— Start of RECORDS SUPPLIED —

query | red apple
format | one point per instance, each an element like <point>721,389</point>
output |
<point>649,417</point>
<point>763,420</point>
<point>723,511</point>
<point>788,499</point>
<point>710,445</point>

— End of RECORDS SUPPLIED —

:: WRITTEN REQUEST ::
Copy the data above line for line, leaving every character unchanged.

:: TASK SOLUTION ::
query | red apple
format | one point per instance, each an element like <point>721,389</point>
output |
<point>649,417</point>
<point>763,420</point>
<point>723,511</point>
<point>788,499</point>
<point>710,445</point>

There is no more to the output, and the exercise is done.